_What to do:_
Would you set down the lines running from the one that holds "Query: stone step" to the final line of the listing, both included, exactly and with no others?

_Material supplied:_
---
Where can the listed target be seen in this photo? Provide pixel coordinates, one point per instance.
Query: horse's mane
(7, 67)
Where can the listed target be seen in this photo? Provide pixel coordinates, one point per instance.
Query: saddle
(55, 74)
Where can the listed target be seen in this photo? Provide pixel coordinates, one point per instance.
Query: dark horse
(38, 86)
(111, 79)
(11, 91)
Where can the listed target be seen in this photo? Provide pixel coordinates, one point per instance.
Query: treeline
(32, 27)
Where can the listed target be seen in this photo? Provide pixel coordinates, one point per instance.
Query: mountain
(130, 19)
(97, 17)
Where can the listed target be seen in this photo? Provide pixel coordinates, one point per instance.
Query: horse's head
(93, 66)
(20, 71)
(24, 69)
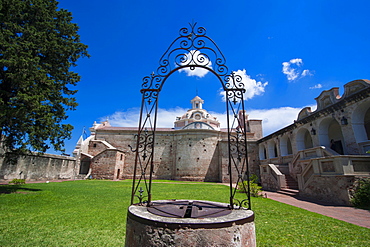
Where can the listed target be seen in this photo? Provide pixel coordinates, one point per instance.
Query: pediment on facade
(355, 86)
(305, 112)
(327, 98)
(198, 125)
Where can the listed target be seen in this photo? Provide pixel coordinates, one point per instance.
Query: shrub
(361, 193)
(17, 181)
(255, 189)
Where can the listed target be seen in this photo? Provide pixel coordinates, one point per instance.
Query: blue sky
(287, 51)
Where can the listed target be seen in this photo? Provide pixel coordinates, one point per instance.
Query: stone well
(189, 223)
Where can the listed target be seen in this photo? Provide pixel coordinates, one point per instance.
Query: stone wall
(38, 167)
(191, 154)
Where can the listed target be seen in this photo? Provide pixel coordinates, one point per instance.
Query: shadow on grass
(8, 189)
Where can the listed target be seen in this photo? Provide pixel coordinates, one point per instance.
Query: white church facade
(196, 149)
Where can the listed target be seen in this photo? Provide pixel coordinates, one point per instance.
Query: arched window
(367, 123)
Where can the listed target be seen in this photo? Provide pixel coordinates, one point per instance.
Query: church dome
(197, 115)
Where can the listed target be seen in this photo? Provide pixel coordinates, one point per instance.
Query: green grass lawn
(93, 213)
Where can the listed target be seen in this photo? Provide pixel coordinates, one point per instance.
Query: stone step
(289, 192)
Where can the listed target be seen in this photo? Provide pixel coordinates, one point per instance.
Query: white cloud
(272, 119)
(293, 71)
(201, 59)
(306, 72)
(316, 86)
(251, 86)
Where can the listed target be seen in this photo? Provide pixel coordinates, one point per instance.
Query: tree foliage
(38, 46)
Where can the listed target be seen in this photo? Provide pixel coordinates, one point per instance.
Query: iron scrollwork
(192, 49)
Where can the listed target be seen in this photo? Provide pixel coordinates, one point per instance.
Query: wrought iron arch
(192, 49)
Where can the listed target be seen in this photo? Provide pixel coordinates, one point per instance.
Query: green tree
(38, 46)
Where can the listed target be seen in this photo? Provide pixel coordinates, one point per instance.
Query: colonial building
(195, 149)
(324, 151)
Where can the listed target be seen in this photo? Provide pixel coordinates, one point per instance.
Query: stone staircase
---
_Answer space:_
Query: stone step
(289, 192)
Where can the listed target be seen in this photo? Provide pixel coordinates, one point per instance.
Query: white cloud
(272, 119)
(293, 71)
(201, 59)
(306, 72)
(316, 86)
(251, 86)
Where can the listed target be seen in this photo? Provide pixel coordinates, one point per instance.
Query: tree foliage
(38, 46)
Where can the listed target be seen in this photo? Provide pixel coordinates, one point per instance.
Query: iron scrollwork
(192, 49)
Where can the listed target be seen in this photo? Provide pixel coordinates, one point per instance.
Query: wrought iron arch
(192, 49)
Where can the listed target be seen in this photo? Provide pixel coordinates, one point per instance.
Query: green tree
(38, 46)
Where can the listed target be seen in this photo? Provide pixel coordinates, one point per instance.
Query: colonial building
(195, 149)
(324, 151)
Where can the listed target be seen in this photo? Provide pixel coordinates, one point per instance.
Query: stone staircase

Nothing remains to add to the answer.